PROMPT:
Reproduce every record below exactly as written, leaving out any pictures.

Images for object localization:
###
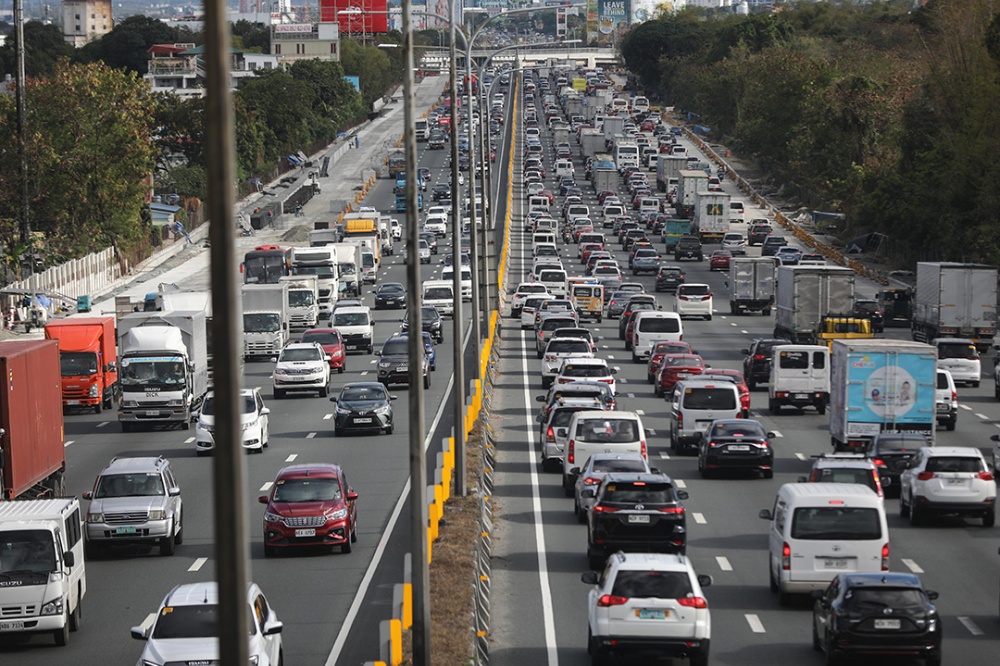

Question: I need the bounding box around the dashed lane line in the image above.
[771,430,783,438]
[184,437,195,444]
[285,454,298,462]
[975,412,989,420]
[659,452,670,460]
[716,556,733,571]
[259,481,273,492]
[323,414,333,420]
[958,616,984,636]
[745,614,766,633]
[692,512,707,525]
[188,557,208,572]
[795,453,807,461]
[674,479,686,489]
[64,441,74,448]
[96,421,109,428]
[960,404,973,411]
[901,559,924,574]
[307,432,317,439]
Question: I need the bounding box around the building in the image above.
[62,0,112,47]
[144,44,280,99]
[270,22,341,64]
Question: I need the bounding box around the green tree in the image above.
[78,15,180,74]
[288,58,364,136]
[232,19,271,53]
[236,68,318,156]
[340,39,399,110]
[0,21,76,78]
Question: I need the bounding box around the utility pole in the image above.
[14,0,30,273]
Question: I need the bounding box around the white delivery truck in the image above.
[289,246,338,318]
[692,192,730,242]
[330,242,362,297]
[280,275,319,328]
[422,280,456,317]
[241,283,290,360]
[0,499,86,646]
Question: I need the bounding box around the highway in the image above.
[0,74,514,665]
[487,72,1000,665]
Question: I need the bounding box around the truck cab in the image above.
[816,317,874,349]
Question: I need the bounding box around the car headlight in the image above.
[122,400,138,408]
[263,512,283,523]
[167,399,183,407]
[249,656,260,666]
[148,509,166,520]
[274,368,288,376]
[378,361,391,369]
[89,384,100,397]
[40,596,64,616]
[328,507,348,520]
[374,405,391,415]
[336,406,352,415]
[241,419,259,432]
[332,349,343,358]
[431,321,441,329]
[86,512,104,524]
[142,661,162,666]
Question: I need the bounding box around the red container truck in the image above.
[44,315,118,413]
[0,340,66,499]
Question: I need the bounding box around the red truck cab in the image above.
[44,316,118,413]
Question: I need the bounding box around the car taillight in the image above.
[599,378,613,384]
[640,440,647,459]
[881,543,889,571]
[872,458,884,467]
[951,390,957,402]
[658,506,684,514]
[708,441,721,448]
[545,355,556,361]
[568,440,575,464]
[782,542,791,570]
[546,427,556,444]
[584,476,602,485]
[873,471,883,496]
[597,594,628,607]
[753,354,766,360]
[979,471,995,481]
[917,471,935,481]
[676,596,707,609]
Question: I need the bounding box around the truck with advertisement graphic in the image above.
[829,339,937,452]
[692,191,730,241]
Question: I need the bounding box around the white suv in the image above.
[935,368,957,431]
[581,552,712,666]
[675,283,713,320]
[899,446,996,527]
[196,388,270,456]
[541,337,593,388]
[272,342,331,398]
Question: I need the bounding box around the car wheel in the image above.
###
YOUR SOLUTION:
Question: I need the bounding box around the dashed lane line in the image above.
[771,430,783,438]
[184,437,195,444]
[285,454,298,462]
[975,412,989,420]
[659,452,670,460]
[716,556,733,571]
[259,481,273,492]
[323,414,333,420]
[958,616,984,636]
[745,614,766,633]
[692,512,707,525]
[188,557,208,572]
[795,453,807,461]
[674,479,686,489]
[64,441,74,448]
[96,421,109,428]
[960,404,973,411]
[901,559,924,574]
[307,432,317,439]
Question: I need the bounding box around the building in the image above.
[62,0,112,47]
[144,44,280,99]
[270,22,341,64]
Question: I need the bounding box around the green tree in the image above.
[78,15,180,74]
[288,58,364,136]
[232,19,271,53]
[236,68,318,156]
[340,39,399,110]
[0,21,76,78]
Question: I need the bounding box around the utility pole in the image above.
[14,0,30,273]
Question: I need the bounding box around the white delivery truck in the image above.
[289,246,338,318]
[692,192,730,242]
[330,242,362,297]
[280,275,319,328]
[422,280,456,317]
[241,283,290,360]
[0,499,86,646]
Question: I need the bounding box around the highway in the image above.
[0,74,514,665]
[487,72,1000,665]
Question: I need the bounding box around the truck cab in the image above.
[816,317,874,349]
Question: I need the bounding box around the car headlight in the image above.
[122,400,138,408]
[263,512,283,523]
[167,399,183,407]
[249,656,260,666]
[148,509,166,520]
[274,368,288,376]
[378,361,391,369]
[89,384,100,397]
[40,596,64,616]
[328,507,348,520]
[374,405,391,415]
[336,406,352,415]
[241,419,259,432]
[332,349,343,358]
[431,321,441,329]
[86,512,104,524]
[142,661,162,666]
Question: I need the bounding box around the red container truck in the image above.
[44,315,118,413]
[0,340,66,499]
Question: I need the bounding box around the red truck cab in the image above.
[44,316,118,413]
Question: I need the bounding box around the car taillight in the image above.
[599,378,613,384]
[640,440,647,459]
[881,543,889,571]
[872,458,884,467]
[951,390,957,402]
[658,506,684,514]
[708,441,721,448]
[545,355,556,361]
[568,440,575,464]
[782,542,791,570]
[546,427,556,444]
[584,476,602,485]
[873,471,883,496]
[597,594,628,607]
[753,354,766,360]
[979,471,995,481]
[917,471,935,481]
[676,596,707,609]
Question: I need the bounding box around the truck with advertisement graphic in the image above.
[829,339,937,452]
[692,191,730,241]
Question: I need the bounding box around the white suv in the image above.
[935,368,957,431]
[581,552,712,666]
[675,283,713,320]
[899,446,996,527]
[196,388,270,456]
[541,337,593,388]
[272,342,331,398]
Question: I need the bounding box around the car wheel in the image above.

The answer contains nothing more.